**WHAT THE TASK REQUIRES**
Present the data below as a Markdown table with the columns No. and Entry. Put each nonblank line in its own row, numbered in order.

** Start **

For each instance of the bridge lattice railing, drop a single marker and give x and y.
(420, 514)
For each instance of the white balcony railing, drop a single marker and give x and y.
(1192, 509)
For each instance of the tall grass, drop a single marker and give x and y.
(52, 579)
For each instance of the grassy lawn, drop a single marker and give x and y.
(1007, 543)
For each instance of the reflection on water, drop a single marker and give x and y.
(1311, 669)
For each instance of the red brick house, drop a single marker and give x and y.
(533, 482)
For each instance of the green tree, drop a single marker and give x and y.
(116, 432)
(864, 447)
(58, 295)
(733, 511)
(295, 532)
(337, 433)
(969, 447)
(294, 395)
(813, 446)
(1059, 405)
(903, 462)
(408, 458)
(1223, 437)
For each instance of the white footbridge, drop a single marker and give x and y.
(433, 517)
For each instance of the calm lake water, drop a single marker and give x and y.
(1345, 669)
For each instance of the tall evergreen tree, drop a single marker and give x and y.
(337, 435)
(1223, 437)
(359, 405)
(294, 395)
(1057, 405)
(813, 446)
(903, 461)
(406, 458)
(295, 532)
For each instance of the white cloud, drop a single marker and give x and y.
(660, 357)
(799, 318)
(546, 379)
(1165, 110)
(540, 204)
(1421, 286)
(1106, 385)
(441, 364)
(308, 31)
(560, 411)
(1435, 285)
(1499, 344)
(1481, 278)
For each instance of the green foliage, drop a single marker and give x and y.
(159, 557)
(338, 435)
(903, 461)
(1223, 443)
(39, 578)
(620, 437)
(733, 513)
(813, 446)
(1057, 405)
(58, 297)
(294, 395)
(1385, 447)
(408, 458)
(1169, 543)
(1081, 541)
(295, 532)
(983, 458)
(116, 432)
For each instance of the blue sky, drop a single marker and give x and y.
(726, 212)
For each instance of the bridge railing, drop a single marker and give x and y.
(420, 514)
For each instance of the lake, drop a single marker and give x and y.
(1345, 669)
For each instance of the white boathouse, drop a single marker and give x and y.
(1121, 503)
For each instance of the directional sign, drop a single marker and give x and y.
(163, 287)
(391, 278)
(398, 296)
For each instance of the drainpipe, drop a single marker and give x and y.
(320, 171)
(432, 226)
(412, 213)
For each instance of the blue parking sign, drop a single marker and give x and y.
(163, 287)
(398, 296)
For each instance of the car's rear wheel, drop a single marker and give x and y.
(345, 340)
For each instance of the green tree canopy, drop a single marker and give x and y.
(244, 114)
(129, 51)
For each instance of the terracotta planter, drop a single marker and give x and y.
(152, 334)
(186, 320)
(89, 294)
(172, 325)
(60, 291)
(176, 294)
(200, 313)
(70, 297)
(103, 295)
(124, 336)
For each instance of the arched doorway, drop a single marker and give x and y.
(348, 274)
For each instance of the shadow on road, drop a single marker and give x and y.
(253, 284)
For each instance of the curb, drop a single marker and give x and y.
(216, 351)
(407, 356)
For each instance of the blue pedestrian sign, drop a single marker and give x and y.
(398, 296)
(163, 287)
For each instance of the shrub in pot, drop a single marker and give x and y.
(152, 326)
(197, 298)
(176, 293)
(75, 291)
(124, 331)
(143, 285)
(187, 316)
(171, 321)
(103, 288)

** End **

**COMPLETED EXERCISE**
| No. | Entry |
|---|---|
| 1 | For each instance of the bridge lattice railing, drop a single marker and give x and y. |
| 2 | (420, 514) |
| 3 | For each instance of the white balcony railing, drop a single marker and give x and y. |
| 4 | (1192, 509) |
| 5 | For each instance of the tall grass, drop a single marker and give x and y. |
| 6 | (52, 579) |
| 7 | For each instance of the grassy lawn, drop a single marker and give x and y. |
| 8 | (1007, 543) |
| 9 | For each instance of the reflection on water, drop a single marker and give x and y. |
| 10 | (1311, 669) |
| 11 | For each instance of the red brick house, drop a single marker and give x and y. |
| 12 | (533, 482) |
| 13 | For each instance of the green tree, drop a single marker and give x and y. |
| 14 | (116, 432) |
| 15 | (864, 447) |
| 16 | (58, 295) |
| 17 | (733, 511) |
| 18 | (295, 532) |
| 19 | (337, 433) |
| 20 | (969, 447) |
| 21 | (294, 395) |
| 22 | (813, 446) |
| 23 | (1059, 405) |
| 24 | (903, 462) |
| 25 | (408, 458) |
| 26 | (1223, 437) |
| 27 | For each instance of the white footbridge, drop a single marker and give x and y. |
| 28 | (433, 517) |
| 29 | For each instance of the calm lake water, drop a single marker and give x and y. |
| 30 | (1345, 669) |
| 31 | For each instance of the tall evergreen tree, drop a single marker and give x and y. |
| 32 | (337, 435) |
| 33 | (1223, 437) |
| 34 | (359, 405) |
| 35 | (294, 395) |
| 36 | (1057, 405) |
| 37 | (813, 446) |
| 38 | (903, 461) |
| 39 | (406, 458) |
| 40 | (295, 532) |
| 41 | For each instance of the white cloud, drop a single marker and give x and y. |
| 42 | (660, 357) |
| 43 | (799, 318) |
| 44 | (546, 379) |
| 45 | (1165, 110) |
| 46 | (540, 204) |
| 47 | (1421, 286) |
| 48 | (1106, 385) |
| 49 | (441, 364) |
| 50 | (308, 31) |
| 51 | (560, 411) |
| 52 | (1435, 285) |
| 53 | (1499, 344) |
| 54 | (1481, 278) |
| 55 | For each instance of the green foliage, drop a single marker and give x and y. |
| 56 | (159, 557) |
| 57 | (338, 435) |
| 58 | (903, 461) |
| 59 | (1223, 443) |
| 60 | (39, 578) |
| 61 | (620, 437) |
| 62 | (733, 513) |
| 63 | (813, 446) |
| 64 | (1057, 405) |
| 65 | (58, 297) |
| 66 | (294, 395) |
| 67 | (1385, 447) |
| 68 | (408, 458) |
| 69 | (1169, 543) |
| 70 | (1081, 541) |
| 71 | (295, 532) |
| 72 | (983, 458) |
| 73 | (116, 432) |
| 74 | For each instance of the blue sky, drop a single marker and give x and y. |
| 75 | (726, 212) |
| 76 | For each instance of the bridge railing, drop a single marker and give x and y. |
| 77 | (420, 514) |
| 78 | For each instance of the lake, drop a single marker and give x and y. |
| 79 | (1345, 669) |
| 80 | For each instance of the white boathouse, drop a single marker and give x and y. |
| 81 | (1121, 503) |
| 82 | For each instance of the directional sign, drop a single marker and give x and y. |
| 83 | (163, 287) |
| 84 | (391, 278) |
| 85 | (398, 296) |
| 86 | For each instance of the drainpipe, drop a single marker and give x and y. |
| 87 | (320, 171) |
| 88 | (432, 226) |
| 89 | (412, 213) |
| 90 | For each instance of the blue parking sign, drop a single marker and give x and y. |
| 91 | (163, 287) |
| 92 | (398, 296) |
| 93 | For each instance of the car's rear wheel, drop a single marker and give x and y. |
| 94 | (345, 340) |
| 95 | For each instance of the green tree canopy, drop a single marker and give x and y. |
| 96 | (244, 114) |
| 97 | (129, 51) |
| 98 | For each instance of the terracotta planter, drop a single marker and give x and y. |
| 99 | (152, 334) |
| 100 | (186, 320) |
| 101 | (89, 294) |
| 102 | (172, 325) |
| 103 | (60, 291) |
| 104 | (176, 294) |
| 105 | (200, 313) |
| 106 | (70, 297) |
| 107 | (103, 295) |
| 108 | (124, 336) |
| 109 | For each instance of the arched doorway, drop a single marker and give x and y. |
| 110 | (348, 274) |
| 111 | For each instance of the shadow on road, drop a single marker and give x and y. |
| 112 | (253, 284) |
| 113 | For each instance of the curb, drop a single marker and give x and y. |
| 114 | (216, 351) |
| 115 | (407, 356) |
| 116 | For each instance of the blue pedestrian sign, drop a single marker and give x and y. |
| 117 | (398, 296) |
| 118 | (163, 287) |
| 119 | For each instance of the shrub in pot, drop a single marker and give x and y. |
| 120 | (152, 326) |
| 121 | (197, 298) |
| 122 | (176, 293) |
| 123 | (75, 291) |
| 124 | (124, 331) |
| 125 | (143, 285) |
| 126 | (187, 316) |
| 127 | (171, 321) |
| 128 | (103, 288) |